◆ TASK STATEMENT
Copy, unchanged, the items from the line containing "in black suit." through the line containing "[204,240,216,258]", both of those lines included.
-- Start of RAW DATA --
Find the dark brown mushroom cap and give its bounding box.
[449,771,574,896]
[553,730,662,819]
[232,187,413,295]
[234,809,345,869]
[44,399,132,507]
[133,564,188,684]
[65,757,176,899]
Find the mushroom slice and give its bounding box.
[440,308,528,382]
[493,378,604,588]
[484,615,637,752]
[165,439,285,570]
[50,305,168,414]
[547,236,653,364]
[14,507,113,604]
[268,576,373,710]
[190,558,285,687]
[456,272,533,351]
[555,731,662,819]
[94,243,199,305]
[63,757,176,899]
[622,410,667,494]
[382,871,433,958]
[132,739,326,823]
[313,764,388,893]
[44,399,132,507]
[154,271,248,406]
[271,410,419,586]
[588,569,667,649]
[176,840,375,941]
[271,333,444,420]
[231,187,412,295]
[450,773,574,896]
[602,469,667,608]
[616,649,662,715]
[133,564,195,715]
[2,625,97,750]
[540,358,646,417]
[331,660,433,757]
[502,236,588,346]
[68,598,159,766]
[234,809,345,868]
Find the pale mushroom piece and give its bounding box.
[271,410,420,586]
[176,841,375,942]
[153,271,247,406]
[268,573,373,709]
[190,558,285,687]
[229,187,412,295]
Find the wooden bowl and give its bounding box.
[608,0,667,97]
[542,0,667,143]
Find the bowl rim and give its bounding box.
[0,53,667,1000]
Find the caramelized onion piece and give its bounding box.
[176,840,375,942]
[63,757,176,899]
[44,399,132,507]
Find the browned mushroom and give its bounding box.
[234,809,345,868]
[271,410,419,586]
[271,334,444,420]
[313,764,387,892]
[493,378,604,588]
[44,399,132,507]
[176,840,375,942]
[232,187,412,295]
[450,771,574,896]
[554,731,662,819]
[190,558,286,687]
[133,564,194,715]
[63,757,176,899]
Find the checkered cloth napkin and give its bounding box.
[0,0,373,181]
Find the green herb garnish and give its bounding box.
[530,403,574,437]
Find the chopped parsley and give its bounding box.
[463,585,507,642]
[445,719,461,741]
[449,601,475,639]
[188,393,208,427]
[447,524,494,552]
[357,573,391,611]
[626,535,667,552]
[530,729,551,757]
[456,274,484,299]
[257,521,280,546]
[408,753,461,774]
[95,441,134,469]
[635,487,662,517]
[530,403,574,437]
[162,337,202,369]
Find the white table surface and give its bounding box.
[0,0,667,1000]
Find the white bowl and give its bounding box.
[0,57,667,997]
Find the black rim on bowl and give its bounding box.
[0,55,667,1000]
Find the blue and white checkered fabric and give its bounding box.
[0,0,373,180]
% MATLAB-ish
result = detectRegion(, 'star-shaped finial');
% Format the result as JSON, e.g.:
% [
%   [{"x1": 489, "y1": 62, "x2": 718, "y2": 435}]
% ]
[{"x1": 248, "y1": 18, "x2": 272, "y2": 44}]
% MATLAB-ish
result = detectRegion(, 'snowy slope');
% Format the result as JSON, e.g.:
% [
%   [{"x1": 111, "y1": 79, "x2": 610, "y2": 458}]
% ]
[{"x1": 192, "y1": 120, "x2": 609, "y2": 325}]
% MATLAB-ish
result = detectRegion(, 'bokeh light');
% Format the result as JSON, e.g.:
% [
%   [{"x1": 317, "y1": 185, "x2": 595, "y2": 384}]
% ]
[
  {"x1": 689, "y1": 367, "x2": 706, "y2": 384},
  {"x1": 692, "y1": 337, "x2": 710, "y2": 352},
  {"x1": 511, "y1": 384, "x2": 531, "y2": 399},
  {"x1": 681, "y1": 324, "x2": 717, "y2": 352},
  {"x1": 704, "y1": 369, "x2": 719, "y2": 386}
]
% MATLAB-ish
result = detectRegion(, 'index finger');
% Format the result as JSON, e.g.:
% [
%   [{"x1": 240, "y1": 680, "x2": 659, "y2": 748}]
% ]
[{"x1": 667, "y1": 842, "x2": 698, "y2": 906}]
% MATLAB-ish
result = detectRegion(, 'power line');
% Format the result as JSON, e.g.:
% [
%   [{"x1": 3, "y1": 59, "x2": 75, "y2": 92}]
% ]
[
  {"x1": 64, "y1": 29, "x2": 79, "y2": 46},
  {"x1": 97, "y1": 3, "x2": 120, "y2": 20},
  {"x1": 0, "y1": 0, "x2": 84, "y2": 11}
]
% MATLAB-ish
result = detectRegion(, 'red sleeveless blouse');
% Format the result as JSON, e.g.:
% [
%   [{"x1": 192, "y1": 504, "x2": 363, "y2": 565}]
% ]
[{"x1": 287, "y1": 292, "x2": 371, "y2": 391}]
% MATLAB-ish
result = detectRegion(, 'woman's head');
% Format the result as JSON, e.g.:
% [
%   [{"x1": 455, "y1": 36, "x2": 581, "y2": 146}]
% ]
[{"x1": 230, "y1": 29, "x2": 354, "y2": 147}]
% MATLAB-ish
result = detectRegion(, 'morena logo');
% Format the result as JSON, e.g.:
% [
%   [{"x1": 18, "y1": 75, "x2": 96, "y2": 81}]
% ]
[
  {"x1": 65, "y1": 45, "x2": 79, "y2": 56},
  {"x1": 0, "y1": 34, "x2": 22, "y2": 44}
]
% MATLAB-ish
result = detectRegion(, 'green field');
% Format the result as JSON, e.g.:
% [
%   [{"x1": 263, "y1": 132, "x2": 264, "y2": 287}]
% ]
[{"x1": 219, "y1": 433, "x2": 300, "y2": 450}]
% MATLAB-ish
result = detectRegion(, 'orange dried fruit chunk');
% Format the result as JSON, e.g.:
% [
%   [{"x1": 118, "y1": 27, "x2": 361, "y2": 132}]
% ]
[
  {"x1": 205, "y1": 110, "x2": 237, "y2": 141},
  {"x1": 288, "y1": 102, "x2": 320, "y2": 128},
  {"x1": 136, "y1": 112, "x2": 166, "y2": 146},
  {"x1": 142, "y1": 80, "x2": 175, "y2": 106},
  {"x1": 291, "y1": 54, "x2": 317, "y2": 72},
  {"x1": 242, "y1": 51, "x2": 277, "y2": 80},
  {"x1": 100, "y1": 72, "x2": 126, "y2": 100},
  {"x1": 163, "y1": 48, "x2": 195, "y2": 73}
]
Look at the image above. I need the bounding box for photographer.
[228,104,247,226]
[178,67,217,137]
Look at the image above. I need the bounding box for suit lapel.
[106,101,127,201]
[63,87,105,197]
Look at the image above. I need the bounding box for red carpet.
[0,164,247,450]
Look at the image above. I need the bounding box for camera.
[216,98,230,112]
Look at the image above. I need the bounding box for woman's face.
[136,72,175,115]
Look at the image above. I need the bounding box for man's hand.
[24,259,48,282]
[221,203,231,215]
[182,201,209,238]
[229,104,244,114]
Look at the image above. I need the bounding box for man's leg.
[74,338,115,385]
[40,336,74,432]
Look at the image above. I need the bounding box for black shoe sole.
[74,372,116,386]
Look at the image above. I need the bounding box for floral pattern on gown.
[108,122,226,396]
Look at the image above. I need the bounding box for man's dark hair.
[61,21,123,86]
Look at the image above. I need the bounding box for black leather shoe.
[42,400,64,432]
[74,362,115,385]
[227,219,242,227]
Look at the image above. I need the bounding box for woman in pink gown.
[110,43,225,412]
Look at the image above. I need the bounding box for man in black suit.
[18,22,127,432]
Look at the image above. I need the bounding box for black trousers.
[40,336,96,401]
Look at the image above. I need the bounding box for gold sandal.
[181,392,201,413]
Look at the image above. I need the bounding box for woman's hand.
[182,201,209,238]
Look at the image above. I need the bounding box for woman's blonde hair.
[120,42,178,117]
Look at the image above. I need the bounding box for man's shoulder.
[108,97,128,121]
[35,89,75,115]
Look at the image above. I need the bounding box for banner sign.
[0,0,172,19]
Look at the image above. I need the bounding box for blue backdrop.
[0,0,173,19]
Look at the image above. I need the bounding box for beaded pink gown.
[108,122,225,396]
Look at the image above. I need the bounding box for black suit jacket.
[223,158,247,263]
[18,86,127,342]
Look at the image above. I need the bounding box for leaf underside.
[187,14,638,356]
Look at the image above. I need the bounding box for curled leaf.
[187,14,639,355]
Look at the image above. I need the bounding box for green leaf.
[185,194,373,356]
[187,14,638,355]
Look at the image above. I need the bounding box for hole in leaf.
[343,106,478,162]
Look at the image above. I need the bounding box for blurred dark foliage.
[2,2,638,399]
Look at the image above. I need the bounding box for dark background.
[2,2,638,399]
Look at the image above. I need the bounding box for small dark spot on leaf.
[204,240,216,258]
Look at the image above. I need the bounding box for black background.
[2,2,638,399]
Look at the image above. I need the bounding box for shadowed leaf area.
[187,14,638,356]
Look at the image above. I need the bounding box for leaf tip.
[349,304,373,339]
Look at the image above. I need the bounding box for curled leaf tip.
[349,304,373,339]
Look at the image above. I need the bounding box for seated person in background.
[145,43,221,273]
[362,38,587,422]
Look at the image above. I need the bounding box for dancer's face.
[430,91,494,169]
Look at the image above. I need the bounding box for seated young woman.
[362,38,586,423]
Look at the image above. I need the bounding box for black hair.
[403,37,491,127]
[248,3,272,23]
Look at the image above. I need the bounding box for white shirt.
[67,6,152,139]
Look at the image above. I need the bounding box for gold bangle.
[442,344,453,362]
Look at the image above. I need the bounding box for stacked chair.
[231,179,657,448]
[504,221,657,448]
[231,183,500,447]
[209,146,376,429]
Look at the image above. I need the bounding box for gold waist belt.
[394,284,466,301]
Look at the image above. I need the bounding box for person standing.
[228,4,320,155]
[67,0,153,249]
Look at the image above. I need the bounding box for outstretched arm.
-- End of RAW DATA --
◆ WRITTEN RESPONSE
Look at the image above. I need the bounding box for man in black suit.
[18,22,127,432]
Look at the image above. I need the bounding box for black trousers.
[40,336,96,401]
Look at the image above. I need the bounding box for gold sandal.
[181,392,201,413]
Look at the image above. I need the bounding box for woman's hand.
[182,201,209,238]
Look at the image above. I need the bounding box for woman's blonde hair.
[120,42,178,117]
Look at the image above. I need the bounding box for man's shoulder.
[108,97,128,121]
[35,89,75,115]
Look at the image above. I need the bounding box for banner sign.
[0,0,172,19]
Look at the image above. I need the bounding box for blue backdrop.
[0,0,173,19]
Look at the image above. I need the bounding box for beaded pink gown.
[108,122,225,396]
Look at the image above. I need the bounding box for black suit jacket.
[223,158,247,263]
[18,86,127,342]
Look at the image above. I need the bounding box for leaf underside.
[187,14,638,356]
Look at the image above. I need the bounding box for curled leaf.
[187,14,639,355]
Look at the image above. I need the bounding box for green leaf.
[185,194,373,356]
[187,14,638,355]
Look at the image above. I need the bounding box for hole in leaf.
[343,106,478,162]
Look at the image above. I need the bounding box for blurred dark foliage.
[2,2,638,399]
Look at the image above. I need the bounding box for dark background.
[2,2,638,399]
Look at the image above. I need the bounding box for small dark spot on leaf.
[204,240,216,258]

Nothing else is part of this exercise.